Task instructions:
Below is a block of records; reproduce all of them exactly and leave out any pictures.

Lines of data
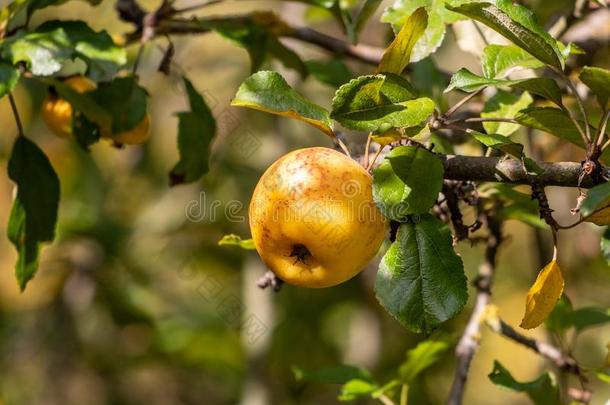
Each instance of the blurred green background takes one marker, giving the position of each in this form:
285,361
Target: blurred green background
135,303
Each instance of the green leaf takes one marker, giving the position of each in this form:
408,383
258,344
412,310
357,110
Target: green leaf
42,52
50,45
597,198
421,281
34,213
541,86
407,182
378,103
499,142
598,80
398,54
235,240
424,355
332,72
196,129
268,91
429,81
124,99
589,317
438,18
518,24
542,391
333,375
556,122
504,105
467,81
603,376
9,76
356,389
97,49
496,60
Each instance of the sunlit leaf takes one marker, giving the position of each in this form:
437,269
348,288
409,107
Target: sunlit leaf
333,375
438,18
542,391
421,280
598,80
421,357
398,54
504,105
499,142
516,23
9,76
498,59
332,72
545,87
378,103
543,295
34,213
235,240
268,91
356,389
407,182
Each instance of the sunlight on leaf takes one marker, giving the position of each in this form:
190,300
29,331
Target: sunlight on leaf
235,240
398,54
543,296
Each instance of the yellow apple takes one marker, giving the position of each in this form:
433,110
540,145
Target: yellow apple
57,112
313,219
135,136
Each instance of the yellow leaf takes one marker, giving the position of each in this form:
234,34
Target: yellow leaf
543,296
600,217
398,54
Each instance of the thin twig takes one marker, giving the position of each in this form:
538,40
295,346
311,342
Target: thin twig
16,114
481,119
602,129
386,400
370,166
195,7
367,148
469,342
562,360
587,132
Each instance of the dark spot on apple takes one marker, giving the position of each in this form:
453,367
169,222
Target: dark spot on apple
300,252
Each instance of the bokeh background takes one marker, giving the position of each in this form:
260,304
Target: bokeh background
135,303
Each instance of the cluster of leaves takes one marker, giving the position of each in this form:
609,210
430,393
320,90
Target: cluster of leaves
421,280
423,293
358,383
43,54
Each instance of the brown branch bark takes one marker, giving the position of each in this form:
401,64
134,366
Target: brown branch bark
364,53
497,169
469,342
563,361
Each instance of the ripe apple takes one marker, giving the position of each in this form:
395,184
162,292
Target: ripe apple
313,219
57,112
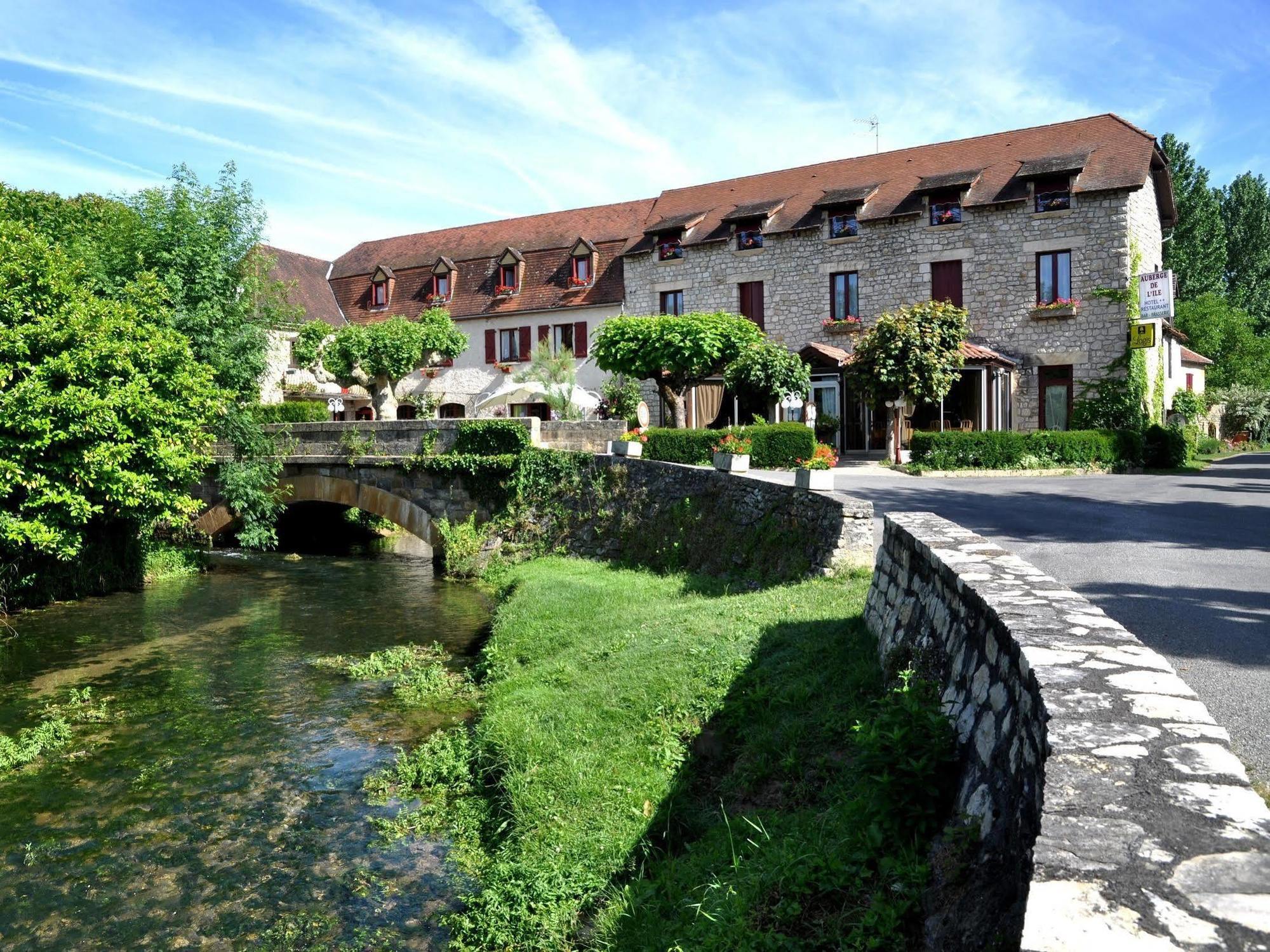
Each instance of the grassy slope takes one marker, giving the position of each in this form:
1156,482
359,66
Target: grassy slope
599,685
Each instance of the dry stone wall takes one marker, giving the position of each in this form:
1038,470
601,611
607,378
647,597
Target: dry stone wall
1109,809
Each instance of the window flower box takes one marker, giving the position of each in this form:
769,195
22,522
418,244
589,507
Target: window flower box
1060,308
848,326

Solution to the problem:
Each instance of the blurred green background takes one marker, giving the position of each in this form:
285,361
Target: blurred green background
135,303
Each instance of the green leaf takes one marker, giving the position of each in this form:
408,383
258,344
412,310
357,110
Target: green leaf
42,52
50,45
597,198
421,281
34,213
541,86
407,182
378,103
499,142
598,80
398,54
235,240
424,355
332,72
196,129
268,91
429,81
124,99
589,317
438,18
518,24
542,391
333,375
556,122
504,105
467,81
603,376
9,76
356,389
97,49
496,60
Each instance of the sunlit leaf takes one marker, giving the position of each in this form:
437,269
348,288
409,107
Target: sunlit leaf
333,375
438,18
542,391
421,280
598,80
421,357
398,54
504,105
499,142
516,23
9,76
498,59
332,72
545,87
378,103
543,295
34,213
235,240
268,91
356,389
407,182
Each instance of the sunlight on leaf takes one marker, giving the position of each in this form:
190,300
29,331
Target: sunlight on leaf
235,240
398,54
543,296
Each instance of the yellow apple takes one marker, giving the position of each in this form:
433,110
540,145
Target: yellow apple
57,112
313,219
135,136
Each instance of the yellow leaf takes one marker, giving the position of each in this form:
234,34
Target: yellow leaf
543,296
600,217
398,54
Each instance of the thin twig takes one marker, giving the position of each in this form:
538,40
295,346
311,342
Target: thin twig
16,114
481,119
602,129
386,400
370,166
195,7
367,148
469,342
562,360
587,132
Each instance of the dark spot on apple takes one marker, giving the position of each in this form:
453,367
169,222
Target: dark spot on apple
300,252
Each instance of the bokeh background takes one marker, giving the position of each in this form:
260,304
Target: bokeh background
135,303
Each instance of the cluster of leaves takes one marker, giving the position of each in this form:
609,210
430,393
320,90
Target: cluster of leaves
421,280
423,293
358,383
43,54
Each instance of the brown branch bark takes one marker, giving the position of each in this form:
401,64
134,366
Target: brown branch bark
364,53
497,169
469,342
563,361
Each instance of the ripe apple takes one marker, giving the position of each in this form:
395,184
162,292
Target: ripe apple
313,219
57,112
Each instance of the grassy slope takes one marker, giving the position of each in this form:
1156,482
359,66
Target: grassy slope
599,685
Each instance of the dry stone wall takes one marker, giving the position of each in this form:
1038,470
601,611
607,378
647,597
Target: dry stone wall
1109,809
Each instance of the window flower box takes one marker, giving the position of each in this form:
769,195
22,522
418,244
589,507
Target: window flower box
1060,308
848,326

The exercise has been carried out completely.